• [Required work]:
Where an image occurs, skip it and print the rest of the records verbatim.

Referring expression data:
────────
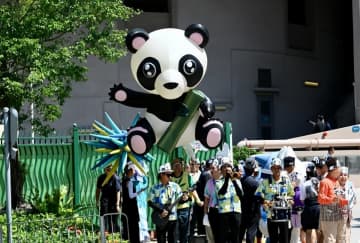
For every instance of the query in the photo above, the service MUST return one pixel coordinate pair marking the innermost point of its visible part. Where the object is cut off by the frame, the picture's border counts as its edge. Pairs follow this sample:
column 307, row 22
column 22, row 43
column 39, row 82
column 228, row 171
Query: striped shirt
column 229, row 202
column 164, row 195
column 210, row 193
column 185, row 182
column 329, row 210
column 269, row 188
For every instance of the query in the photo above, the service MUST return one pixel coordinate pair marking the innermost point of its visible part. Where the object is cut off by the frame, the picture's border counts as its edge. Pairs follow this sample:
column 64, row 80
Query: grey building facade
column 260, row 55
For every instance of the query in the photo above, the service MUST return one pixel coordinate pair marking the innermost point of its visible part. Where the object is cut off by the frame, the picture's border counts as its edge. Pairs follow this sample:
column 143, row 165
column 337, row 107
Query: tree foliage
column 44, row 45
────────
• [Exercise output]:
For every instance of the query in the photo above, the service MUST return one pixel coordinate pair marking the innermost point of its visible part. Where the object is cut off by the frame, the picture's border counts as its edge. Pairs follow this sample:
column 307, row 22
column 22, row 43
column 39, row 82
column 228, row 171
Query: striped shirt
column 229, row 202
column 164, row 195
column 210, row 193
column 185, row 182
column 329, row 210
column 269, row 188
For every instance of the query in the photo above, the service MUST return one pixel coordinate pair marking the innermost point of its visible part. Where the object is cut off by the frame, the picture's border counts as its edge. Pairs follow this sample:
column 64, row 80
Query: grey building facade
column 260, row 55
For every instance of the query in the photo above, the service MUST return one pixel coordinate pair marking the innermost point of its visible part. Where the object is cut off by the frame, the picture's border counts as its edge. Pairs follow this sample:
column 143, row 165
column 337, row 107
Query: tree foliage
column 44, row 45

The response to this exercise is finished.